## Document excerpt

-*-*-

22 May 2013
In - Policy

One of our campaigners, Rob Codling, has written about his experience at our campaigning days in 2012 and 2013.

I knew I had to do something. After all, I had the bad fortune to be diagnosed with prostate cancer but the very good fortune to be living at a time when early diagnosis is possible (to those lucky enough to have diligent GPs or annual health checks anyway) and that the range of treatments are efficacious. I was lucky. So what could I do?

I had taken early retirement (nothing to do with prostate cancer) and with my wife had made the long distance journeys that we had always promised ourselves, converted two bathrooms, spent more time with friends and family etc. However I felt that I also had an obligation to ensure, in whatever small way I was able to, that prostate cancer sufferers and potential sufferers were granted their entitlement to better treatment and care.

How to do it? Well, I had heard of The Prostate Cancer Charity (now Prostate Cancer UK), so that seemed an obvious place to start. I have never been involved with charitable organisations before but their web site is a terrific source of information and I thought there might be something I could contribute. As it happened there was a "Day of Action" planned within the following couple of months which was intended to gain the support of Members of Parliament for the "Quality Care. Everywhere" project. That appealed to me as greater awareness is my personal hobby horse and the opportunity to take the message to our representatives in Parliament was compelling.

-*-*-

## Data for review

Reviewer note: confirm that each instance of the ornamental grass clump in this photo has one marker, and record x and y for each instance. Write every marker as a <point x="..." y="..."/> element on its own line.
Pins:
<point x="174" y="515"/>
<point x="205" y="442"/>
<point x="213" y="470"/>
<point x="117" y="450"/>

-*-*-

## To do
1. Answer these questions from Rob Codling's post about campaigning for prostate cancer care:
(a) On what date was the post published?
(b) What is The Prostate Cancer Charity now called?
(c) For what project did the "Day of Action" seek the support of Members of Parliament?
2. Repeat Rob Codling's post about campaigning for prostate cancer care word for word, between "I had taken early" and "treatment and care.", inclusive.
3. Pick up Rob Codling's post about campaigning for prostate cancer care after its last sentence and keep writing it.

## Expected results
1.
(a) 22 May 2013
(b) Prostate Cancer UK
(c) The "Quality Care. Everywhere" project

2.
I had taken early retirement (nothing to do with prostate cancer) and with my wife had made the long distance journeys that we had always promised ourselves, converted two bathrooms, spent more time with friends and family etc. However I felt that I also had an obligation to ensure, in whatever small way I was able to, that prostate cancer sufferers and potential sufferers were granted their entitlement to better treatment and care.

3.
I was invited to participate in the event and the first task was to write to my MP inviting him to attend the Drop-in session at the House of Commons arranged for lunchtime on 14 March. There would be a training day in London on 13 March which would also be a chance to meet fellow campaigners. The first part did not go well. The response to my written approach to my local MP, who happens to be a Government Minister, gave faint hope that he would attend and so it proved. On the other hand the training day was excellent. Most of those attending were seasoned campaigners and had knowledge and experience which I did not. However, in meeting those people, women as well as men, I learned how much time and energy supporters actively devote to the work of the charity. They were also good company!

I really enjoyed the actual Day of Action. I had been to the House on a couple of previous occasions but it never fails to impress. We had a good number of MPs visit the Drop-in and I did manage to have a session with Graham Evans MP explaining the key messages and getting my photograph taken with him. I'm sure he treasures it!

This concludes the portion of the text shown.